▶ _Short exercise_
From the line containing "target | concrete underside of stairs" down to the last line of the material, return those lines verbatim and only those.

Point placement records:
____________________

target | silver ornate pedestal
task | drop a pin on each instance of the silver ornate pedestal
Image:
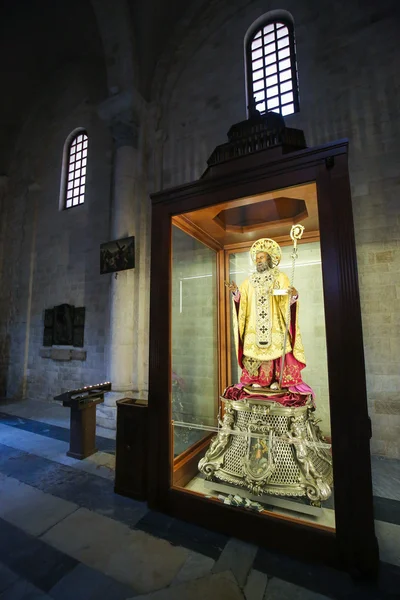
(267, 448)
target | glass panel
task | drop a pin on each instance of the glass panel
(271, 70)
(252, 438)
(257, 65)
(272, 91)
(272, 80)
(270, 59)
(257, 54)
(258, 74)
(283, 42)
(282, 31)
(283, 53)
(287, 110)
(257, 43)
(260, 96)
(286, 87)
(284, 64)
(273, 103)
(287, 98)
(285, 75)
(268, 29)
(259, 85)
(194, 339)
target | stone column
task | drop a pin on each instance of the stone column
(127, 351)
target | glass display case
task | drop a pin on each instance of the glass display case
(257, 404)
(266, 450)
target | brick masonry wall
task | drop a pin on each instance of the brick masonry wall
(52, 256)
(348, 56)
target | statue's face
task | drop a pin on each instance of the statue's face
(262, 261)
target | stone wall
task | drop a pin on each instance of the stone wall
(51, 256)
(348, 56)
(308, 282)
(194, 330)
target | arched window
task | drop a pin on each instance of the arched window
(74, 169)
(271, 65)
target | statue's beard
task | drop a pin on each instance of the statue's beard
(262, 267)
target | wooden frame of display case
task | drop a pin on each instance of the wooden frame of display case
(352, 546)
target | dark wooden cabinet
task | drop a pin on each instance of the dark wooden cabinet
(131, 449)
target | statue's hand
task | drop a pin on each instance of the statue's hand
(231, 285)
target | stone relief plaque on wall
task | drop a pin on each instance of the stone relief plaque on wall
(64, 326)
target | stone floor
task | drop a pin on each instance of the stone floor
(65, 535)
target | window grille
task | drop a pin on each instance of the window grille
(271, 68)
(76, 170)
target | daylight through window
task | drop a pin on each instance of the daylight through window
(76, 174)
(271, 69)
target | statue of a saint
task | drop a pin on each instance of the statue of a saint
(265, 306)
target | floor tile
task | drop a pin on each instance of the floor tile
(181, 533)
(131, 557)
(7, 577)
(23, 590)
(282, 590)
(51, 413)
(237, 557)
(147, 563)
(32, 559)
(389, 542)
(196, 565)
(387, 510)
(81, 488)
(256, 585)
(220, 586)
(386, 477)
(30, 509)
(84, 583)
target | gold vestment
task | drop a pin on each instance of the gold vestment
(261, 318)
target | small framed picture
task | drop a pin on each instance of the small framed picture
(117, 255)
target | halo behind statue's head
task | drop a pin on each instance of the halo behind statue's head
(270, 247)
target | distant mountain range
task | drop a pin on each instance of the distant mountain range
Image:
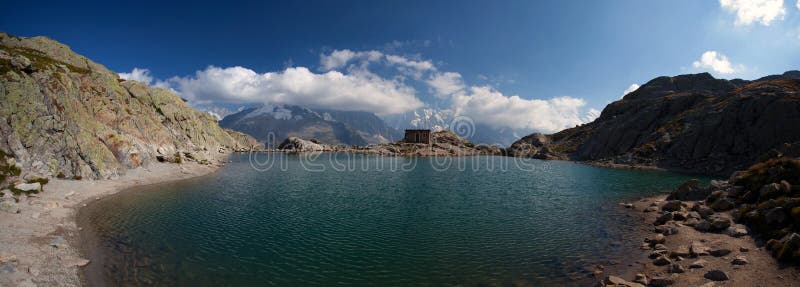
(692, 123)
(326, 126)
(352, 128)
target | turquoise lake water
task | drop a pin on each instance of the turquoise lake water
(353, 220)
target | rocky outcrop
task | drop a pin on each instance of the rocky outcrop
(690, 122)
(443, 143)
(62, 115)
(270, 123)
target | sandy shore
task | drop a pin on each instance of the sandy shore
(41, 245)
(760, 269)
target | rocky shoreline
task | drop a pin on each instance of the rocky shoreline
(45, 246)
(720, 235)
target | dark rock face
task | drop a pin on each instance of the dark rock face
(690, 122)
(62, 115)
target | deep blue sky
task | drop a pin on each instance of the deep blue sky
(587, 49)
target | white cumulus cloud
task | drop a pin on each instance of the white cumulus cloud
(358, 90)
(141, 75)
(715, 61)
(445, 84)
(630, 89)
(749, 11)
(339, 58)
(485, 105)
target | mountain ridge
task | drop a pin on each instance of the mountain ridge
(692, 123)
(66, 116)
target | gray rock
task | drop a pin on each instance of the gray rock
(58, 242)
(662, 260)
(661, 281)
(737, 231)
(31, 187)
(775, 216)
(769, 191)
(660, 247)
(740, 260)
(720, 223)
(691, 222)
(672, 205)
(698, 249)
(703, 226)
(722, 204)
(716, 275)
(9, 206)
(689, 190)
(664, 218)
(719, 252)
(616, 281)
(681, 251)
(705, 211)
(676, 268)
(698, 264)
(641, 279)
(657, 239)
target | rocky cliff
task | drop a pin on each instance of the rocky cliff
(62, 115)
(692, 123)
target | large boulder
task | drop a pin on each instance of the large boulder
(66, 116)
(298, 144)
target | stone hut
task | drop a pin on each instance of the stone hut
(418, 136)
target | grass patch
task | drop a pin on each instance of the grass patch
(770, 171)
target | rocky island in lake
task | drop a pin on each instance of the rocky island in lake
(400, 144)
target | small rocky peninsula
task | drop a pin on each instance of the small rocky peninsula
(443, 143)
(687, 123)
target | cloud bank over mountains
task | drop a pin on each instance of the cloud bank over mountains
(346, 82)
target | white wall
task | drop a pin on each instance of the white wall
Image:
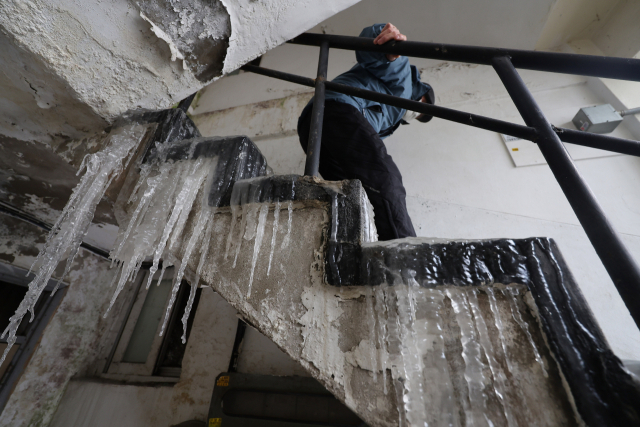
(461, 182)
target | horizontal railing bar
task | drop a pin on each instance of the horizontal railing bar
(469, 119)
(602, 142)
(567, 63)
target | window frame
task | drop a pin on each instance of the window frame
(18, 276)
(117, 367)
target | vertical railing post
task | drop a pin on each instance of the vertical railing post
(315, 133)
(618, 262)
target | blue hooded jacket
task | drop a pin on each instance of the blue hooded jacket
(376, 73)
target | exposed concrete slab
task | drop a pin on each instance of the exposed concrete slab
(332, 332)
(71, 67)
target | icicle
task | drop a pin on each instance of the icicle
(496, 313)
(194, 286)
(413, 396)
(380, 308)
(276, 217)
(203, 217)
(499, 377)
(394, 341)
(371, 319)
(287, 237)
(66, 235)
(234, 218)
(437, 369)
(183, 203)
(476, 409)
(259, 234)
(515, 312)
(334, 218)
(243, 224)
(165, 265)
(152, 184)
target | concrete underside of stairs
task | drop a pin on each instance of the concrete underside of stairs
(334, 332)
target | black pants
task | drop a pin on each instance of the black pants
(352, 149)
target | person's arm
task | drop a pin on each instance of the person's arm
(393, 70)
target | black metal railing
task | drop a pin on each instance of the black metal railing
(617, 260)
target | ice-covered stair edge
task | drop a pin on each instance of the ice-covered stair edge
(370, 345)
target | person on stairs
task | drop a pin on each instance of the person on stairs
(353, 130)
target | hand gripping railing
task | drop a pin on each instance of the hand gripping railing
(618, 262)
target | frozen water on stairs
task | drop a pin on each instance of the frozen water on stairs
(65, 237)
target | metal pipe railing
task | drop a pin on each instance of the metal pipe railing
(618, 262)
(317, 114)
(603, 142)
(567, 63)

____________________

▶ _Written reply_
target | concrete underside of stairs
task | drop a pin on each instance of the concrete underside of stairs
(334, 332)
target | black pants
task | drop a pin on each instance of the black pants
(352, 149)
target | person's arm
task | drop a pin on each instance of the person's arm
(393, 70)
target | black metal railing
task | drop a pin on each instance of the black metal railing
(617, 260)
target | ice-covered stair edge
task | drop a pin on each instance of the ice-covered stair edge
(370, 345)
target | person on stairs
task | drop a pin on each instance of the person on stairs
(353, 130)
target | hand gripping railing
task | drop a pin on each instance of the hand gripping railing
(618, 262)
target | frozen water on stairs
task | drop a pin on each instance of the frozen water on stairs
(65, 237)
target | metal pipe railing
task | drop a pin on each instance of the metal pipe railing
(618, 262)
(317, 114)
(603, 142)
(567, 63)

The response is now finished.